> _COMPITI SCRITTI_:
• A. Rispondi a queste domande sul testo sulla Croce di Lampedusa:
(i) Quante volte, in tutto, il mare si è preso delle vite il 3 ottobre 2013?
(ii) In quale oasi cominciano i "viaggi della speranza"?
(iii) In quale data comincia in piazza San Pietro a Roma la storia narrata?
• B. Modifica le righe dei record a partire da quella che contiene "Reviewer note: confirm each instance of the green moss" e fino a quella che contiene "pixel 625 429", estremi inclusi. Sostituisci "green moss patch" con "moss patch", lascia invariato tutto il resto e riporta soltanto queste righe.

> _BLOCCO DI TESTO_:
<<<<
Croce di Lampedusa: dove comincia la storia?

A Lampedusa il 3 ottobre 2013, una data che ancor oggi ci aiuta per andare insieme alla ricerca di qualcosa. Dove il mare si è preso certe vite. 366 volte in tutto, alle prime luci del mattino a un miglio a sud dall’isola più remota di Sicilia, fra quei luoghi che la geografia ha creato in modo che possa sembrare quel che è: “dove il mare finisce”.
 
Ma forse questa storia comincia molto più lontano. Oltre i confini dell’Europa e della linea ideale che delimita lo “spazio Shengen”. Una convenzione tra nazioni che prende il nome da un paesino in Lussemburgo, grande più o meno come Lampedusa, ma in montagna. Per cui o di qua o di là. tutto ciò che ne sta di qua appartiene a un mondo, e ciò che ne sta al di là appartiene ad un altro mondo. Sembra incredibile, ma, dalla caduta del muro di Berlino ad oggi sono triplicati i muri che dividono artificialmente il nostro mondo. Blocchi di cemento, reti spinate, fossati che impediscono non solo il passaggio di persone da una parte all’altra del globo, ma anche ogni tipo di comunicazione e condivisione umana e culturale.
 
L’altro mondo sta a sud, sempre a sud. Oltre il deserto, oltre Agadez ad ovest a cinquanta giorni di camion. A Khartoum in Sudan, oltre 2000 km ad est. A Kufra in Cirenaica, un’oasi a sei giorni di auto da Bengasi. In mezzo al deserto libico. Lì a Kufra cominciano i “viaggi della speranza”. Dove i muri sono pieni di scritte come un quaderno. E lì la gente non c’è la fa a tornare indietro. Lì puoi comperare un uomo per strada. Poi c’è chi scappa dalla guerra.
 
La mattina dell’11 ottobre 2013 Francesco Tuccio cittadino lampedusano era sulla spiaggia. Non gli era mai capitato di pescare uomini ma “ammareddi”, da bambino, come li chiamano a Palermo i gamberetti. Quella mattina c’erano i resti e il fasciame di quelle barche: le “carrette del mare”. “Sembravano come certi vecchi con epidermidi segnate dal tempo e da rughe profonde, con mani rigonfie o consunte dalle fatiche del quotidiano o dagli stenti di sempre; pezzenti e mendicanti, laceri, sporchi, inavvicinabili”. Così sono nate le “croci dei migranti”, sull’affollato scenario della vita, della realtà d’ogni giorno.
 
Così è stata fatta la “Croce di Lampedusa”. Quella mattina. Così “siamo consegnati a quello che creiamo e finiamo per coincidere con quello che creiamo”. Così arriviamo alla nostra storia. E’ quella che comincia il 9 aprile 2014 in piazza san Pietro a Roma, davanti a un altro Francesco. «Portatela ovunque» sono state le parole del Papa. E così hanno fatto quelli della Fondazione di Milano. Quelli della Casa dello Spirito e delle Arti.
>>>>
[Etichette dei punti degli oggetti]
<<<<
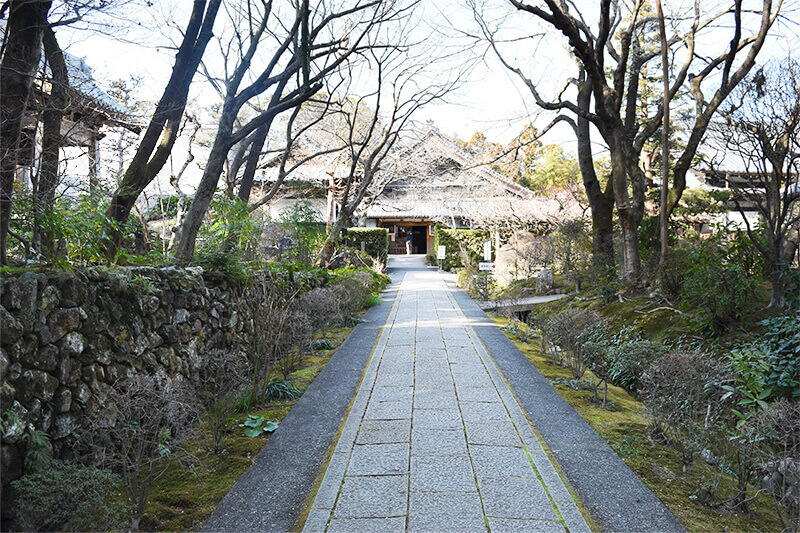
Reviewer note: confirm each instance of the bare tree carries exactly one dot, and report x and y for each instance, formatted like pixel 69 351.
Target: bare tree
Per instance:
pixel 162 131
pixel 611 56
pixel 310 45
pixel 21 50
pixel 404 84
pixel 762 133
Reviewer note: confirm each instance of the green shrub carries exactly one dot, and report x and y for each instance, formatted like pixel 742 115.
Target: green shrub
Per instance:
pixel 627 356
pixel 281 391
pixel 304 229
pixel 575 330
pixel 774 437
pixel 684 391
pixel 769 368
pixel 69 496
pixel 376 241
pixel 459 243
pixel 782 339
pixel 705 277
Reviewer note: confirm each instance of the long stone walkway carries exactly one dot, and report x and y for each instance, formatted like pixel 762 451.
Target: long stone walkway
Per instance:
pixel 435 440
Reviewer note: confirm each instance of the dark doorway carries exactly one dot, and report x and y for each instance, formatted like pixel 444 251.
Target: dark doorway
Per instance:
pixel 419 243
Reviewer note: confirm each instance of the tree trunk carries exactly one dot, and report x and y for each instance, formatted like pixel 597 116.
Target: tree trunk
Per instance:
pixel 184 250
pixel 601 201
pixel 22 50
pixel 152 154
pixel 51 144
pixel 629 205
pixel 253 156
pixel 777 278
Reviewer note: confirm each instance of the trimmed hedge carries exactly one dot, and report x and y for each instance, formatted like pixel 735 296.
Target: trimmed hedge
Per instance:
pixel 376 241
pixel 471 239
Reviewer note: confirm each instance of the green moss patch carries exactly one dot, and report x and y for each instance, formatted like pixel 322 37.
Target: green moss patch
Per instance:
pixel 189 492
pixel 625 429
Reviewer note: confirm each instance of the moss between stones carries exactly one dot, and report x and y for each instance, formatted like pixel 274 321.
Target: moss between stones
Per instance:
pixel 188 493
pixel 658 466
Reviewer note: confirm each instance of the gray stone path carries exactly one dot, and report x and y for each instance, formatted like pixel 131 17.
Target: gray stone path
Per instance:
pixel 435 439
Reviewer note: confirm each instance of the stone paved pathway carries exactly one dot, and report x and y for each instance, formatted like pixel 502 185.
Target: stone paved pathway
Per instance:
pixel 435 440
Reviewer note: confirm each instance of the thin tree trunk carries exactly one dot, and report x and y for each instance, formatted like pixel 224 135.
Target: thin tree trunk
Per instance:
pixel 252 161
pixel 664 226
pixel 51 143
pixel 21 52
pixel 601 201
pixel 159 138
pixel 187 234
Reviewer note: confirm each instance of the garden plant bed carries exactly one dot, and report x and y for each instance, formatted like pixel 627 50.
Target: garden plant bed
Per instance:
pixel 625 426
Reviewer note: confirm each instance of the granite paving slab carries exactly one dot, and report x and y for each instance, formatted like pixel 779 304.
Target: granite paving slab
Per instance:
pixel 423 433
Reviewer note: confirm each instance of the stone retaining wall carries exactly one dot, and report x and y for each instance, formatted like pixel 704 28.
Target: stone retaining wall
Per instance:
pixel 66 338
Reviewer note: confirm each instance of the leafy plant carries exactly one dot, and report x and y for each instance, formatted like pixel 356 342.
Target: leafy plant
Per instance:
pixel 152 420
pixel 707 278
pixel 255 426
pixel 322 344
pixel 782 339
pixel 775 434
pixel 223 374
pixel 281 391
pixel 684 392
pixel 750 366
pixel 69 496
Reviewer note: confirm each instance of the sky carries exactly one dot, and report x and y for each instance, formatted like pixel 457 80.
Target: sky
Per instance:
pixel 491 100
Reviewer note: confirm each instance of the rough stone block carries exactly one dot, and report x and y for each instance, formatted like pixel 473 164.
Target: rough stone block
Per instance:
pixel 372 497
pixel 435 474
pixel 378 460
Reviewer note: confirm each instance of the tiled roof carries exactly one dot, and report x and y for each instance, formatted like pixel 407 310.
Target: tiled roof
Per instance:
pixel 486 210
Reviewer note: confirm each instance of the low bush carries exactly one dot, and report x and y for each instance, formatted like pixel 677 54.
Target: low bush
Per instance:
pixel 463 247
pixel 69 496
pixel 704 277
pixel 775 432
pixel 221 379
pixel 684 392
pixel 152 419
pixel 376 241
pixel 572 330
pixel 320 306
pixel 782 341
>>>>
> _RISPOSTE ALL'ESERCIZIO_:
• A.
(i) 366 volte.
(ii) A Kufra, in Cirenaica.
(iii) Il 9 aprile 2014.

• B.
Reviewer note: confirm each instance of the moss patch carries exactly one dot, and report x and y for each instance, formatted like pixel 322 37.
Target: moss patch
Per instance:
pixel 189 492
pixel 625 429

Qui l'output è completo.